▶ [Document passage]:
++++
Henry Schein Medical can provide insights and experience working with hospital and health systems through a myriad of disaster events. The company offers a disaster relief hotline in advance and during a disaster, as well as a Road to Recovery program coordinated through local organizations and medical associations that provides resources and various forms of assistance to help providers get back on their feet.
It’s a portfolio of tools, resources and insights gained from experience. Within the last 2-3 years alone, Henry Schein has assisted customers in regions affected by hurricanes, flooding, wildfires and more. “You think you know what to plan for, but you learn a lot during a disaster,” says Kenis. “Having exposure and seeing what happens in different situations gives you a lot more to think about and a lot more bring to a plan.”
What to consider
Building a disaster preparedness plan for non-acute sites starts with supplies, and the ability to avoid disruption. Henry Schein’s distribution network is structured to maintain the ability to support a community or region that’s impacted by a natural disaster. “Instead of local warehouses that may get impacted in a market, our warehouses are out of the market, but still well within range to supply, and we can pull from more than one location,” Kenis says. “When we were in the Florida Panhandle after Hurricane Michael in 2018, we pulled from Jacksonville, Florida, and Greenville, South Carolina. We could also pull from Indianapolis. We had multiple warehouses that we could pull from to support a market.”
Considerations for non-hospital site planning include:
- Non-acute equipment and supply lists will be needed for both short- and long-term incidents or displacements (days/weeks versus month). Henry Schein Medical has readily accessible products needed in the non-hospital space, and the capability of reviewing and guiding disaster teams on supply/equipment lists.
++++
(Region pointing data)
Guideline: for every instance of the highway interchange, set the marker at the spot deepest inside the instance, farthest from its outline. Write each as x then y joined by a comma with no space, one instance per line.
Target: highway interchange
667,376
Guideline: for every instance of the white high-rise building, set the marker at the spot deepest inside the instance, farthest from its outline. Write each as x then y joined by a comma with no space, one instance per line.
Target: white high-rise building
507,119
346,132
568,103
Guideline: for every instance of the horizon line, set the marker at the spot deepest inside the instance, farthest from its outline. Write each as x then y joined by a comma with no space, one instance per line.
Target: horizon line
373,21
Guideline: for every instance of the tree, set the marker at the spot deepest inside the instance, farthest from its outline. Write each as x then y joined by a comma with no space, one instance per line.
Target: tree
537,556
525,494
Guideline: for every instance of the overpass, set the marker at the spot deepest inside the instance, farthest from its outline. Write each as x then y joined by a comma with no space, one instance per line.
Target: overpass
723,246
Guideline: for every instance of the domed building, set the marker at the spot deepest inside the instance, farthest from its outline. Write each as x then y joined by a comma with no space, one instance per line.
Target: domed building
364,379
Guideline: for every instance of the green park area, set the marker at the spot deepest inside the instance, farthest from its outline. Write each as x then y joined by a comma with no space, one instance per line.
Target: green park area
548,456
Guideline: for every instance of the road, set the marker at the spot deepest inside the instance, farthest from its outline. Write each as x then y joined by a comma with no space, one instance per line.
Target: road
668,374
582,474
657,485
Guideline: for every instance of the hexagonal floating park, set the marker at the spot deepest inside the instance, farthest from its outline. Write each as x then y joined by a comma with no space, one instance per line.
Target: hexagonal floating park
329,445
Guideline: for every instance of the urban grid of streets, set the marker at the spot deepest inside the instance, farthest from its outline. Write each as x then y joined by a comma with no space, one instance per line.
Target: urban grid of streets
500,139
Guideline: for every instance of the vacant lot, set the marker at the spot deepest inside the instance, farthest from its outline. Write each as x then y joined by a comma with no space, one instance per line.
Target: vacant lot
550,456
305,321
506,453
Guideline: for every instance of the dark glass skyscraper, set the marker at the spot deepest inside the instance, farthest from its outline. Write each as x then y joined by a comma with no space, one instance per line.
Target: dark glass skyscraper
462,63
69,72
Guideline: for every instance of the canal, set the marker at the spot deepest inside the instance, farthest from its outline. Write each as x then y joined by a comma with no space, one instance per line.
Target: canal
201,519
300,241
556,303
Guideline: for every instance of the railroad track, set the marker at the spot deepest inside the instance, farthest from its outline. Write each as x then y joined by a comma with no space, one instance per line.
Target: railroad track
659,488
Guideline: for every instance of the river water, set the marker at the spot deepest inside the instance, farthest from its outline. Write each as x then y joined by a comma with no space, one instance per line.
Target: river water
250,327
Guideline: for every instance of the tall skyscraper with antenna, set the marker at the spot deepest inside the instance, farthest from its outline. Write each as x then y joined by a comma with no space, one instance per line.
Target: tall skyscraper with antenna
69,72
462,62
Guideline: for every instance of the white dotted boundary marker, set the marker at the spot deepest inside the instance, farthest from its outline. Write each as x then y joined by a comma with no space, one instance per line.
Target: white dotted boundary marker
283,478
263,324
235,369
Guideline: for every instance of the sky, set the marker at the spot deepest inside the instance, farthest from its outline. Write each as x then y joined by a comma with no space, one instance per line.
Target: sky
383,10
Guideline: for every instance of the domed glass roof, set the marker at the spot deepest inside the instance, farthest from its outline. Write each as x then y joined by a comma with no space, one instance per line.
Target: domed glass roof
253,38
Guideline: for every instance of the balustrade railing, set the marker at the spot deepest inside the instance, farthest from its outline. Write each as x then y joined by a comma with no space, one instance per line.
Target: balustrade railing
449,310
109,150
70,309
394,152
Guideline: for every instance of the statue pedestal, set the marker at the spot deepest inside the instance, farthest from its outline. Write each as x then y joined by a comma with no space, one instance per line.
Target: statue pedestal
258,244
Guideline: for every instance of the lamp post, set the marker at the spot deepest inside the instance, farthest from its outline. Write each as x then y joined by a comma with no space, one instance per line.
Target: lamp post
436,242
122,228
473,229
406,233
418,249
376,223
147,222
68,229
++++
▶ [What you need to do]:
1: Name every city that the disaster preparedness passage gives as a location from which Henry Schein pulled or could pull supplies after Hurricane Michael.
2: Continue the passage on disaster preparedness for non-acute sites from its final sentence.
The entries bear no relation to the text on disaster preparedness.

▶ [Outputs by task]:
1: Jacksonville, Florida; Greenville, South Carolina; Indianapolis

2:
- It is critical that non-hospital sites have involvement in the health system’s overall disaster planning.
- The health care providers need to have language in their agreements that supports the system’s strategies.
- The non-hospital sites must have agreements with their insurance carriers to allow patient care and reimbursement during physical location unavailability and use of temporary permanent and non-permeant structures
- Patients must understand the plan as it impacts them. This will help to make sure that low acuity patients are not utilizing high acuity services (i.e. Travel/transportation around non-acute plan).
The key is to have those conversations well in advance. By the time a disaster strikes, it’s already too late.
“As you can imagine, when you’re in a disaster and your market gets destroyed, it’s very difficult to make decisions and make things happen,” says Kenis. “The timing is so short, and the whole market is pulling resources, so it’s hard to get those resources.”
Questions to ask
Supply Chain needs to have a focus on how the alternate care clinics will manage their patient populations during a short- and long-term disruption. Questions to ask include:
Where will the patient be seen during the time when normal clinic space is unavailable?
- Is there a long-term strategy to bring in temporary structures?
- Do we have supply and equipment lists developed?
- Do we have essential, long lead time, equipment and supplies identified?
- Does my distributor have a disaster strategy and a diversified footprint to support my strategies?
What are essential and non-essential services that should be provided during a short and long term disruption?
- What are the capabilities with power, water, generator needs-type of generator- (one phase, three phase)?
- Site selection and contingency locations depending on the situation and damage
Is there a plan for employed and contracted physicians?
- Is the plan outlined in health care provider agreements?
- Is there a strategy to deploy providers from other markets?
- Have you created a strategy with your insurance carriers? (This will allow for care of patient populations in temporary locations.)